» REQUIREMENTS
1) List every person named in the NTT semiconductor article.
2) Repeat the NTT semiconductor article word for word, everything from "However, because of" down to "zettabytes in 2025.".
3) Write the next part of the NTT semiconductor article, starting right after its last sentence.

» PASSAGE GIVEN
Semiconductor Breakthrough: NTT’s Photo-electronic Technology to Solve Energy Dilemma

"The [Japanese] government will soon launch a new initiative, the updated version of ‘Remodeling the Japanese Archipelago’ to promote digital transformation,” spoke Akira Minamikawa, a senior consulting director and semiconductor analyst at British research firm OMDIA.

By Kentaro Hamada


“The [Japanese] government will soon launch a new initiative, the updated version of ‘Remodeling the Japanese Archipelago’ to promote digital transformation,” spoke Akira Minamikawa, a senior consulting director and semiconductor analyst at British research firm OMDIA. “It is a plan to transform Japan, which is far behind in this field,” he explained.

“Remodeling the Japanese Archipelago” was a policy platform set out by then Prime Minister Kakuei Tanaka 50 years ago, in 1972, near the end of Japan’s high economic growth period. The plan was formulated by Keiichi Konaga, who served as the executive assistant to the prime minister and was sent from the Ministry of International Trade and Industry (now the Ministry of Economy, Trade, and Industry).

The successors of Konaga at the current ministry are now in the process of formulating the Reiwa (present era) version of the remodeling scheme, which includes measures to bolster Japan’s semiconductor industry. “Behind this [scheme] is the United States. Now that a lasting high-tech Cold War with China is inevitable, the U.S. government wants Japan to strengthen its digital transformation and semiconductor powers,” said Minamikawa.

The share of Japanese semiconductor manufacturers, which exceeded 50% worldwide in the early 1990s, fell to 10% in 2020. While most lament the decline of the Japanese semiconductor industry, there is a company that still sees a chance for a revival; it is Nippon Telegraph and Telephone Corp. (NTT), Japan’s largest telecommunications company.

In recent years, scientists have become more aware of the limitations of microfabrication technology that have contributed to improving the performance of CMOS (complementary metal oxide semiconductor), which is the mainstream design for semiconductors. NTT has broken this barrier.

Data Explosion and Climate Change

Moore’s Law perceives that the number of transistors on a microchip doubles every two years, and accordingly, the performance of CPUs (Central Processing Units) and memory function has improved dramatically, especially in the last 30 years. The ICT (Information and Communication Technology) industry emerged, leading to the rise of “GAFA (Google, Apple, Facebook, Amazon)” and other tech giants.

However, because of rapid progress in miniaturization, the line width of a state-of-the-art semiconductor integrated circuit is approaching the level of atoms, which are the smallest fine particles. As a result, the rate of advancement of computer performance has peaked, and at the same time, power consumption per computational complexity has stopped declining.

Meanwhile, the start of commercial services of 5G (5th generation mobile communication system) and the spread of AI (artificial intelligence) and IoT (Internet of Things) have led to an exponential increase in the amount of data on the ICT network. According to the U.S. research firm IDC, the amount of data in the world, which was 33 zettabytes in 2018 (zetta is 10 to the 21st power), is expected to increase 5.3-fold to 175 zettabytes in 2025.

» DATA BLOCK
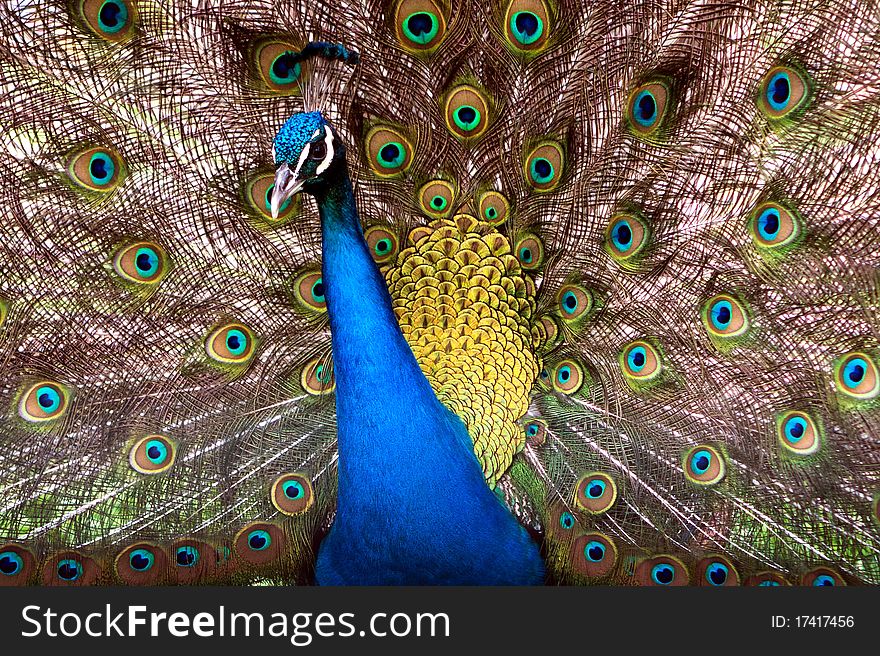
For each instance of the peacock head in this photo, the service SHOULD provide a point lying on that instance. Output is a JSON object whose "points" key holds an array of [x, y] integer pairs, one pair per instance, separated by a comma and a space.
{"points": [[307, 153]]}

» RESULTS FOR EACH TASK
1) Akira Minamikawa, Kentaro Hamada, Kakuei Tanaka, Keiichi Konaga

2)
However, because of rapid progress in miniaturization, the line width of a state-of-the-art semiconductor integrated circuit is approaching the level of atoms, which are the smallest fine particles. As a result, the rate of advancement of computer performance has peaked, and at the same time, power consumption per computational complexity has stopped declining.

Meanwhile, the start of commercial services of 5G (5th generation mobile communication system) and the spread of AI (artificial intelligence) and IoT (Internet of Things) have led to an exponential increase in the amount of data on the ICT network. According to the U.S. research firm IDC, the amount of data in the world, which was 33 zettabytes in 2018 (zetta is 10 to the 21st power), is expected to increase 5.3-fold to 175 zettabytes in 2025.

3)
The concern is its impact on climate change. According to the British oil company BP, about 60% of the world’s electricity supply depends on thermal power generation such as natural gas and coal. Without technological innovation to reduce the power consumption of ICT equipment, the promotion of digital transformation, which is a growth area, will be an obstacle to climate change countermeasures.

NTT is at the forefront of developing a technology that would solve this dilemma. NTT’s new technology is called “photonics-electronics convergence” which combines the functions responsible for electronic data processing and optical communication transmission to drastically cut power consumption, all the while paving the way for ultra-high-speed data processing.

NTT has now set its eyes on its practical application. With this as the core technology, NTT is proposing an initiative called IOWN (Innovative Optical and Wireless Network) which introduces optical-based technology to all devices such as networks, terminals, and semiconductors, that will make possible next generations of services. In November 2020, at an event to introduce the company’s IOWN research, NTT President Jun Sawada emphasized that its photoelectric fusion technology and IOWN “will be a game-changer that will promote social change.”

Behind NTT’s efforts is also the fact the company is a large energy consumer, accounting for about 1% of the electricity demand in Japan. The company aims to become carbon neutral in 2040, reducing greenhouse gas emissions to virtually zero. It plans to achieve 45% of the reduction through IOWN’s power-saving effects and the 45% through renewable energy.

The Ultra-Powerful Device

The purpose of developing photonics-electronics convergence technology is not only to reduce power consumption but alsoto make “ultra-powerful devices,” according to Executive Vice President Katsuhiko Kawazoe at NTT, who heads the company’s research and development planning.

To realize new applications that will be created using various data collected from the real world, it is necessary to break through the limits of the current electronics. To do this, “we need a powerful and general-purpose hardware that can process optics that far exceeds the current performance,” Kawazoe said.

NTT announced that in 2019 and 2020, it succeeded in developing technologies such as optical transistors, all-optical switches, and optical logic gates that can lead to practical applications of photonics-electronics convergence.

An optical transistor is an element that converts an electric signal into an optical signal, an optical signal into an electric signal, and converts and amplifies the input optical signal into another type of light. “In the past, we needed a large device, but now we can do this with a coin-sized chip,” Kawazoe said.

The all-optical switch can switch on and off the optical signal and change the destination of light. The optical logic gate enables ultra-high-speed processing. NTT aims to significantly improve the performance of ICT infrastructure by building an “all-photonics network” which are equipped with these photonics-electronics convergence devices.

In January 2020, NTT jointly established the “IOWN Global Forum” headquartered in Massachusetts, with Sony and Intel. One of the founders of Intel is Gordon Moore, who posited the Moore’s Law. Kawazoe believes that it is significant that Intel, a company well versed with semiconductors, joined the IOWN project from the early stages. As of September 2021, 75 companies, organizations, and research institutes from Asia, the U.S., and Europe planned to participate in the forum. NTT is hoping to start introducing IOWN by 2026.

Minamikawa says NTT “has a significant lead” in the development of photonics-electronics convergence. “It is the fruit of many years of basic research.” But he points out that there are challenges. “It is still unclear by how much it can reduce the cost of [manufacturing] semiconductors.”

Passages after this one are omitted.